[START OF THE RECORDS]
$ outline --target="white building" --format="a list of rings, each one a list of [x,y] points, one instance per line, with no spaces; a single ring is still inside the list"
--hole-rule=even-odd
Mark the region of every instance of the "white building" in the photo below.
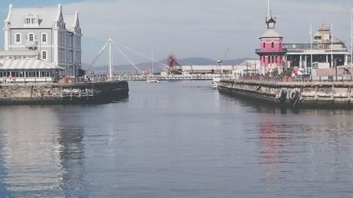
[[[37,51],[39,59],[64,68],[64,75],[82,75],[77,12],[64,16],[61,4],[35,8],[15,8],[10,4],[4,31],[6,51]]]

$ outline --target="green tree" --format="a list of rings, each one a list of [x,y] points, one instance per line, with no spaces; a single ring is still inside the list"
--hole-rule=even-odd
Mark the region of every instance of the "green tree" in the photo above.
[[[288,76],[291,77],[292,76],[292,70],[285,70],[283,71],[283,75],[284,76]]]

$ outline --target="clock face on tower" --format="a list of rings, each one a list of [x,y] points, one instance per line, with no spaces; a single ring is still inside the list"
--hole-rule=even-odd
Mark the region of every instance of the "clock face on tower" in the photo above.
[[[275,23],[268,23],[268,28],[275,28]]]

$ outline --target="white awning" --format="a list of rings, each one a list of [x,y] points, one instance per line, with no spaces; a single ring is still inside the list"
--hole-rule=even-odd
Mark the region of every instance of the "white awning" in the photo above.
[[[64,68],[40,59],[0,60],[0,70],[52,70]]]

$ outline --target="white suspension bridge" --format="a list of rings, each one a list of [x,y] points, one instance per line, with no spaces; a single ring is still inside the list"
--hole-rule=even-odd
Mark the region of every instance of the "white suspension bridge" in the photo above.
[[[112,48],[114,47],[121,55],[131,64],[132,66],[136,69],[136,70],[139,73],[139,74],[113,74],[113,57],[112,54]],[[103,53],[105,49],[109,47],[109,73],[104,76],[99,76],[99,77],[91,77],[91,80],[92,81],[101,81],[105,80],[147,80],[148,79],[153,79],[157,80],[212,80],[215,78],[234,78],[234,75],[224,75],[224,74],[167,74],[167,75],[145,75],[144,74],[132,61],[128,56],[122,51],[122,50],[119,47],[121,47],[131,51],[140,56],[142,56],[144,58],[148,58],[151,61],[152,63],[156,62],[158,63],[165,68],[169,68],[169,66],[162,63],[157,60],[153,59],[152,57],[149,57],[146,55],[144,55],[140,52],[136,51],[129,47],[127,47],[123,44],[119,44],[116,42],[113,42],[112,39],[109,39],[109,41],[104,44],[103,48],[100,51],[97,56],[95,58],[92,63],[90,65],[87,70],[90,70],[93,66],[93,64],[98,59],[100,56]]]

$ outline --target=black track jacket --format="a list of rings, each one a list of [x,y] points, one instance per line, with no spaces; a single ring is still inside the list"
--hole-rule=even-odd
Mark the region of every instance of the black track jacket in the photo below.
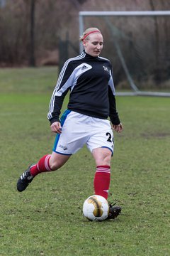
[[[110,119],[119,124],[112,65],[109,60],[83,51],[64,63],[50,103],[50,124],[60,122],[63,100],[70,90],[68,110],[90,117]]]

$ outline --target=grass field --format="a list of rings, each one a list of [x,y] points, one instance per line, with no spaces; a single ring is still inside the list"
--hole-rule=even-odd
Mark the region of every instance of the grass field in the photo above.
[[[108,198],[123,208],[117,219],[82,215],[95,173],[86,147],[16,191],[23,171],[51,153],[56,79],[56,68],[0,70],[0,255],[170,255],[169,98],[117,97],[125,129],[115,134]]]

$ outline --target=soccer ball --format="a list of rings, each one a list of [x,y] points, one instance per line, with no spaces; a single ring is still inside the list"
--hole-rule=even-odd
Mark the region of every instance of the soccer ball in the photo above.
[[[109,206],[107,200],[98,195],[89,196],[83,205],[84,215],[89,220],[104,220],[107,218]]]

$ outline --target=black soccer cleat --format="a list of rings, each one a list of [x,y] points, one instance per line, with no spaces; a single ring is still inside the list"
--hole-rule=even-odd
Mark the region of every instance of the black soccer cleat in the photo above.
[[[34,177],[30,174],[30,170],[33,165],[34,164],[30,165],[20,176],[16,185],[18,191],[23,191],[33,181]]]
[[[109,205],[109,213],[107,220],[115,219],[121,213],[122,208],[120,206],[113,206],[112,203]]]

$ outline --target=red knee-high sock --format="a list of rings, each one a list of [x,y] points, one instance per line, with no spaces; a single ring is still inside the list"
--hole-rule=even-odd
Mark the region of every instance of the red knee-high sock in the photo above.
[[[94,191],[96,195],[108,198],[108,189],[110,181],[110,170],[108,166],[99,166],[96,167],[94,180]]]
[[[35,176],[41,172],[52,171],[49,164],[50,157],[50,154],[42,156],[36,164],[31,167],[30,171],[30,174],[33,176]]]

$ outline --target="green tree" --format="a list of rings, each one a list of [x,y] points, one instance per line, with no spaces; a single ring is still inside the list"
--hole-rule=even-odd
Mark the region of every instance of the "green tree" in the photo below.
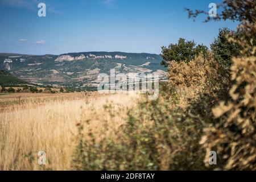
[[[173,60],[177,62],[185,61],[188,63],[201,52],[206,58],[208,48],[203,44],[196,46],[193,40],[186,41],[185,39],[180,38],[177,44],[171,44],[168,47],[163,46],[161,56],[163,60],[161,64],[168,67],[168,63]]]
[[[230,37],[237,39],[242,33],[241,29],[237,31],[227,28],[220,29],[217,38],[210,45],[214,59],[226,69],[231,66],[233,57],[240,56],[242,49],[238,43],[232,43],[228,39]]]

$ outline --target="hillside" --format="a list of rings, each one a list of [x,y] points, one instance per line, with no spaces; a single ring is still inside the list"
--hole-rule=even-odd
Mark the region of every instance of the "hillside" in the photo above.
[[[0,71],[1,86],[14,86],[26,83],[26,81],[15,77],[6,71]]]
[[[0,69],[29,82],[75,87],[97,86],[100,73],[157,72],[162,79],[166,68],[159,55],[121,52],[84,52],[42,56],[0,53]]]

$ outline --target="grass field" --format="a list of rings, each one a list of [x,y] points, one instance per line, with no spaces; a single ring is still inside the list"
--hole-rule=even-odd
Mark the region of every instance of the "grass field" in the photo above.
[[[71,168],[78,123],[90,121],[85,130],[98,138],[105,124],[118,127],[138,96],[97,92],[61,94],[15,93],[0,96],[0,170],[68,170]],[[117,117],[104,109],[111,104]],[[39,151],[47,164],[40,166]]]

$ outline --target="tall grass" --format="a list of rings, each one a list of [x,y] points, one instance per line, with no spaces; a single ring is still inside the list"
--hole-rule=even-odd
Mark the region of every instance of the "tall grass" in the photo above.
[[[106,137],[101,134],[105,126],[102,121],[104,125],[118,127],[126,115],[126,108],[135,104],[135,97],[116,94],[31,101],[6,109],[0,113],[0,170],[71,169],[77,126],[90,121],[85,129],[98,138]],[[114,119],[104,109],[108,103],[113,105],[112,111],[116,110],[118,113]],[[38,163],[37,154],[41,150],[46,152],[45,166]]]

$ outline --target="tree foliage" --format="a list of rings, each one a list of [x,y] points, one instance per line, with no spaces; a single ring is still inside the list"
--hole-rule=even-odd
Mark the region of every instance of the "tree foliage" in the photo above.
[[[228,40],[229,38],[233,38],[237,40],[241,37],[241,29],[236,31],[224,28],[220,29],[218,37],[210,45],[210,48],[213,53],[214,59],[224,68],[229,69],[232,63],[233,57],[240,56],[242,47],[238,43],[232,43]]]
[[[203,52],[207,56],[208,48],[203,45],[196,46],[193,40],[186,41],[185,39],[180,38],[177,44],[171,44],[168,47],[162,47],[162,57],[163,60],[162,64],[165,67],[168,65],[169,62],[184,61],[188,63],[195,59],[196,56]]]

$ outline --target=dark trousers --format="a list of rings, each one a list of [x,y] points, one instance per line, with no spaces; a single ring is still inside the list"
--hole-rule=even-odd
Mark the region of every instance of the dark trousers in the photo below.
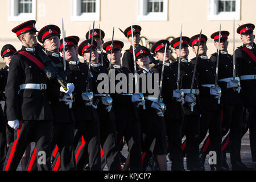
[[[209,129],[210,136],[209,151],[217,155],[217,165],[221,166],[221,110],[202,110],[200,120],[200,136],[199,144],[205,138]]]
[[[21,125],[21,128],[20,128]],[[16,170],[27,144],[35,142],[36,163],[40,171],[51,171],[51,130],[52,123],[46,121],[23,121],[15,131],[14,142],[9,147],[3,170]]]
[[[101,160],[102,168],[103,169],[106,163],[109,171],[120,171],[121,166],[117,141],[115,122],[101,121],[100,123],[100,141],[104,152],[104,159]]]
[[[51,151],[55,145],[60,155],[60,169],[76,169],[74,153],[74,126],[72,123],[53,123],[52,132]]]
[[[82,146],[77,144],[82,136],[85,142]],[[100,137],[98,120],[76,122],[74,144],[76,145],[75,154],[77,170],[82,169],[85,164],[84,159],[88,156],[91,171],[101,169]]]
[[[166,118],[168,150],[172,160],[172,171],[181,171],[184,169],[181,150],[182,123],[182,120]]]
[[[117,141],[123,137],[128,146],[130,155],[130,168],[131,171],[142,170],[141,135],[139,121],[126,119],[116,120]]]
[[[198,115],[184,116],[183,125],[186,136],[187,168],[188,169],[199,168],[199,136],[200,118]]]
[END OF THE RECORDS]
◆ YOUR INSTRUCTIONS ◆
Report each line of the listing above that contains the string "face".

◆ SOLUTION FOR THIS EXERCISE ◆
$ outline --target="clock face on tower" --format="a list of rings, each one a list of [x,y] points, one instance per line, with no spaces; a single ring is still inside the list"
Mark the region of every instance of the "clock face on tower" in the photo above.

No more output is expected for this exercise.